_WORK TO BE COMPLETED_
Copy each entry below exactly as it reads.

_DATA RECORDS_
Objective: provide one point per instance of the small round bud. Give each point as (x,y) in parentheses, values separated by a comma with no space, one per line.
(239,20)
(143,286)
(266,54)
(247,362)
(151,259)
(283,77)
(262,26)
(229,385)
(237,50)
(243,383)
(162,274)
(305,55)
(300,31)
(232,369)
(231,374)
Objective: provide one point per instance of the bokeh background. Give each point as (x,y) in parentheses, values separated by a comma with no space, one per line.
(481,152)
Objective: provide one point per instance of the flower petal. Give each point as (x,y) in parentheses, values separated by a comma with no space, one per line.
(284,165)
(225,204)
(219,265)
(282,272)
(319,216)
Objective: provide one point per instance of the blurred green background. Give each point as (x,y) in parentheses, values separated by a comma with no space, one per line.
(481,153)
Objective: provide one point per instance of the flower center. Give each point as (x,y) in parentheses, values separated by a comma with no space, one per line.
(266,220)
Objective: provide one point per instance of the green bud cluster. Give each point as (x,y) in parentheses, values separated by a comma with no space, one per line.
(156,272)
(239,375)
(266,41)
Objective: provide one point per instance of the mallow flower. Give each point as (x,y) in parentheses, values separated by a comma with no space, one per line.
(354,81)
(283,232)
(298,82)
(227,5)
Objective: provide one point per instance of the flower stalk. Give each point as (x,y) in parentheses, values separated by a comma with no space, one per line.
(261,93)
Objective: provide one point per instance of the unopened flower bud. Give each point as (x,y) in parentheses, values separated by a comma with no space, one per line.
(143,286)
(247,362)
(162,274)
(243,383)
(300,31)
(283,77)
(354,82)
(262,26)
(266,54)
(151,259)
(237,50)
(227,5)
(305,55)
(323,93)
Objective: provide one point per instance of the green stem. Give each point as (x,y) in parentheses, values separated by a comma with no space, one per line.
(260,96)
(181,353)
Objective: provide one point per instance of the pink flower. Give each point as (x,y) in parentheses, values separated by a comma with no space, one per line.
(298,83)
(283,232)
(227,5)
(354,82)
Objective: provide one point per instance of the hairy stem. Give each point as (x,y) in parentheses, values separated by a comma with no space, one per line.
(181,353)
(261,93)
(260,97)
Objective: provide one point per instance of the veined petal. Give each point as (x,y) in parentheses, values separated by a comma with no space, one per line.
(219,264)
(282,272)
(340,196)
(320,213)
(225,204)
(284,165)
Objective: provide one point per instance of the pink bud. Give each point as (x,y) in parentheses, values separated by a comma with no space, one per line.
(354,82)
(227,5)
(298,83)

_ANSWER TO THIS TASK_
Objective: provide one point per instance of the small round bud. Give each point as (x,y) in parentheses, values separated by a comma with no space, one per line.
(239,20)
(143,286)
(266,54)
(247,362)
(151,259)
(283,77)
(262,26)
(229,385)
(237,50)
(243,383)
(162,274)
(305,55)
(300,31)
(232,369)
(231,374)
Objective: provide one point per instance of the bokeh background. Give each point as (x,y) in parentheses, values separated by a comma with no space, one per line.
(481,152)
Objective: provide one point per instance of the flower petal. Give each point as (x,y) in parentheses, values separated by a comma with no space, one per line.
(284,165)
(225,204)
(219,265)
(282,272)
(319,216)
Objective: provide one point per instance of the blurred green background. Give each point as (x,y) in parentheses, values separated by a comma with no space, one per line.
(481,153)
Objective: provide one point per instance of the flower center. Give each point as (x,y) in parentheses, values separated by a comma with no space, one per line.
(266,220)
Objective: provide one point per instance of the green bud cluster. Give each point as (x,y) in parentheses, values separated by a comma with no space, one per line.
(156,272)
(239,375)
(266,41)
Objective: provide one point per instance of the mallow flower. Give each point as (x,y) in parentheses, values separated by a comma with no space, one per line.
(354,81)
(283,232)
(298,82)
(227,5)
Objective: provide one point per instance of the flower stalk. Give each point as (x,y) in parentheses, values separated by a comma with no space, one per line.
(261,93)
Objective: provide one point per instance of the unopened flower bud. Give each point as (x,y) in parentheses, values separated by a comma with no space, one per line.
(143,286)
(247,362)
(162,274)
(243,383)
(300,31)
(283,77)
(354,82)
(262,26)
(266,54)
(151,259)
(237,50)
(227,5)
(305,55)
(323,93)
Objective: provide one point per instance of the green stem. Give each point as (x,y) in parentheses, values separated by a comma with no space, one per line.
(260,96)
(181,353)
Objective: provide one point per instance of the pink flower. Give each point as (x,y) in parentheses, values separated by a comma with no space, one per line.
(298,83)
(283,232)
(227,5)
(354,82)
Objective: provide one point per instance of the hairy stem. Give each point as (x,y) in parentheses, values separated by a comma with no space, one per line.
(181,353)
(261,93)
(260,97)
Objective: provide one point per instance of the veined petal. Give each point as (x,y) in parentheses, values separated by a comma with no space, one per line.
(219,264)
(282,272)
(340,196)
(320,213)
(225,204)
(284,165)
Objective: provide one point per instance of the pink bud. Give each point as (x,y) in parentheses, values separated by a comma with no space, one per line.
(354,82)
(227,5)
(298,83)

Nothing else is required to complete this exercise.